Nos journaliste ont pris des nouvelles des sept artistes de la relève qu'ils suivent pendant un an. Ils nous racontent leur mois d'août.

Sarah Bourdon: s'occuper pour calmer son impatience

Plus qu'une saison à patienter pour Sarah Bourdon, qui sortira son deuxième album au mois de janvier avec l'étiquette Audiogram.

L'auteure-compositrice-interprète en est aux dernières étapes de ce qu'elle prépare depuis des années. Sarah a vu les photos finales de la pochette - aujourd'hui chez le graphiste. Elle a entendu la version définitive de ses chansons après l'étape du «matriçage» (mastering) et elle discute d'un spectacle-lancement en janvier. «Je travaille aussi à un clip qui sortira en même temps que le premier single.»

Sarah planche sur le concept du clip avec la réalisatrice Geneviève Dulude-Decelles, qui a participé à La course Évasion autour du monde en 2011, et qui a remporté un prix au dernier Festival de Sundance avec son film La coupe dans la catégorie internationale du meilleur court métrage de fiction.

Tout cela anime l'esprit et remplit l'agenda de Sarah. Reste qu'elle doit patienter quatre mois plus longtemps que prévu, puisque son album devait sortir cet automne.

«Quand tu approches la trentaine, tu veux que ta carrière commence à marcher, car tu penses à des trucs comme fonder une famille. En attendant des résultats, il faut que tu gagnes ta vie. C'est beaucoup de questionnements. Est-ce que je me trouve une job de jour que je vais finir par lâcher avec les spectacles? Ma vie est comme sur hold.»

Si Sarah est «en attente», elle ne se tourne pas les pouces. La semaine prochaine, elle retournera en studio pour enregistrer des harmonies vocales sur le troisième album de compositions originales de Maxime Landry, réalisé par Scott Price.

Grâce à une discussion d'après-match de ligue de balle molle, Sarah Bourdon a également démarré un projet musical avec les chanteuses Ariane Brunet et Amylie. «Le projet s'appelle Garçons, indique-t-elle. La plupart des instrumentistes de groupes sont des gars. Notre concept est de montrer que les filles peuvent faire desjobs de gars. On va reprendre des chansons masculines. On a pensé à Plume Latraverse, par exemple... On choisit présentement les tounes et on devrait commencer à répéter bientôt.»

DONNÉES EXTRAITES ->
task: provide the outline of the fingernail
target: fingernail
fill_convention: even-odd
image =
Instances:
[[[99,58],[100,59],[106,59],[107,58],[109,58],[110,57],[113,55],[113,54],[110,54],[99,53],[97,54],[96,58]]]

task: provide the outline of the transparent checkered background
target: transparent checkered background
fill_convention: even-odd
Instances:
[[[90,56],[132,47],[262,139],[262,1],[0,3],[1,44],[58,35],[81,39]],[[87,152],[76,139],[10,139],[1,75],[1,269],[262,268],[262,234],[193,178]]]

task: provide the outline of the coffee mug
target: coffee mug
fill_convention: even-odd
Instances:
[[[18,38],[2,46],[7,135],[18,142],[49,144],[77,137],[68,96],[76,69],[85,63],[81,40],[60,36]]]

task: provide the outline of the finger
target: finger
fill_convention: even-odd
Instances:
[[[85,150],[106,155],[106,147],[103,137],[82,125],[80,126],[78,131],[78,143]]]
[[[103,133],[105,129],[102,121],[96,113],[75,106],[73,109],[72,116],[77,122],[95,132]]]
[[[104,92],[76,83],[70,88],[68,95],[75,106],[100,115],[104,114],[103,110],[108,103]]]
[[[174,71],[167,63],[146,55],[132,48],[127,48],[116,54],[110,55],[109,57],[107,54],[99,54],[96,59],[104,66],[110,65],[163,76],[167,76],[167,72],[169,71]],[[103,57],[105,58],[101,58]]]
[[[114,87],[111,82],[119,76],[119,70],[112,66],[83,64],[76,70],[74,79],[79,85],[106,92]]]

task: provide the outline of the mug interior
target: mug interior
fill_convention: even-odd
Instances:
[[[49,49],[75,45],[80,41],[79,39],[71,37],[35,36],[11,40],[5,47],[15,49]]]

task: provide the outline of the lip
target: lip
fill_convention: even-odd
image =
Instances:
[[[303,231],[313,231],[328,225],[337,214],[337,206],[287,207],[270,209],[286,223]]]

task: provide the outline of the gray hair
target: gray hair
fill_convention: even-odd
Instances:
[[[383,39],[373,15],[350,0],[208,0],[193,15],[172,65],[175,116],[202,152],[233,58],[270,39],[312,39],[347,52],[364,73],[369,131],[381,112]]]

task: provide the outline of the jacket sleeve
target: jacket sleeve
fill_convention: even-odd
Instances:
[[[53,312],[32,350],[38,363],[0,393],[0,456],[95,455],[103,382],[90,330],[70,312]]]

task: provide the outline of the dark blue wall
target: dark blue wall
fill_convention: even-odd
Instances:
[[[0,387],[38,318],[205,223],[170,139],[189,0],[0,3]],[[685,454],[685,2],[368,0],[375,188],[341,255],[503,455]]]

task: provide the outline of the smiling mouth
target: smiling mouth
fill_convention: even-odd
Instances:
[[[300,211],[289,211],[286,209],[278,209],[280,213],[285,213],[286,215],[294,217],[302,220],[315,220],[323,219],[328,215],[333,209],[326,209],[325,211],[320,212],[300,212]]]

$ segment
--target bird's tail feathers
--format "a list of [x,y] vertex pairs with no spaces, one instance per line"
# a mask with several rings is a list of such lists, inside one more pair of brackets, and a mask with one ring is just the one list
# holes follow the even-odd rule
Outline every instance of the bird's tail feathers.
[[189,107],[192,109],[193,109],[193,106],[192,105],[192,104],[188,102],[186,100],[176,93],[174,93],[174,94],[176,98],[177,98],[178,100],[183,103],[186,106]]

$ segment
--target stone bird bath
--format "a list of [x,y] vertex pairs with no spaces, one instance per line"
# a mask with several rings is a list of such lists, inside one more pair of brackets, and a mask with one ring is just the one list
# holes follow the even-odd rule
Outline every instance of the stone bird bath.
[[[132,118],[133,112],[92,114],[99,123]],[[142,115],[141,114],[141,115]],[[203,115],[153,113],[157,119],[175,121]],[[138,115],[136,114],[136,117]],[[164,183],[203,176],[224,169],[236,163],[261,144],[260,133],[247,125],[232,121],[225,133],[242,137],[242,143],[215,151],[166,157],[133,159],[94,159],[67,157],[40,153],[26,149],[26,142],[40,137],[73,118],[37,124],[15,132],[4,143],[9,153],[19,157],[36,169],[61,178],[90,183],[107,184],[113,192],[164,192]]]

CONSIGNE 1 ->
Dans l'article sur les artistes de la relève, avec quelle étiquette Sarah Bourdon sortira-t-elle son deuxième album ?
CONSIGNE 2 ->
Rédigez la suite de l'article sur les artistes de la relève à partir de sa dernière phrase.

ZONE DE RÉPONSE 1 ->
Avec l'étiquette Audiogram.

ZONE DE RÉPONSE 2 ->
Sinon, Sarah a passé un bel été. Elle a assuré la première partie de son «idole» Daniel Bélanger, au Festival de la gibelotte de Sorel-Tracy. «C'était la deuxième fois que je cassais les tounes en formule acoustique avec un guitariste. J'ai vraiment senti une réception du public, dit-elle. Je vois déjà les chansons qui sont plus hooky (accrocheuses).»

Plus qu'une saison à attendre, donc, avant que les pièces de son deuxième album soient à la portée du public.

Même si «avoir beaucoup de temps, c'est parfois comme pas assez». - Émilie Côté

Daniel Clarke Bouchard: Sur scène avec Earth Wind & Fire

Daniel Clarke Bouchard ne s'est pas tourné les pouces cet été. Il a joué au Festival de jazz de Montréal, à Lachine, à Ottawa et à Stratford en Ontario, et même à Calgary. Il en a également profité pour préparer sa nouvelle saison de musique, sa tournée Scènes d'enfants qui se poursuit, un deuxième album à venir à une date indéterminée ainsi que son concert avec l'Orchestre symphonique de Montréal en février 2015. Il y a même dans l'air la possibilité d'enregistrer le pilote d'une émission de télé dont il serait l'animateur.

Il y a environ deux semaines, le téléphone a sonné à Saint-Lambert. C'était le célèbre groupe américain Earth Wind & Fire qui voulait que Daniel joue avec lui à Calgary le 20 août. Une invitation impossible à refuser: la mère du pianiste lui faisait souvent jouer la chanson Shining Star d'EWF quand il était tout petit.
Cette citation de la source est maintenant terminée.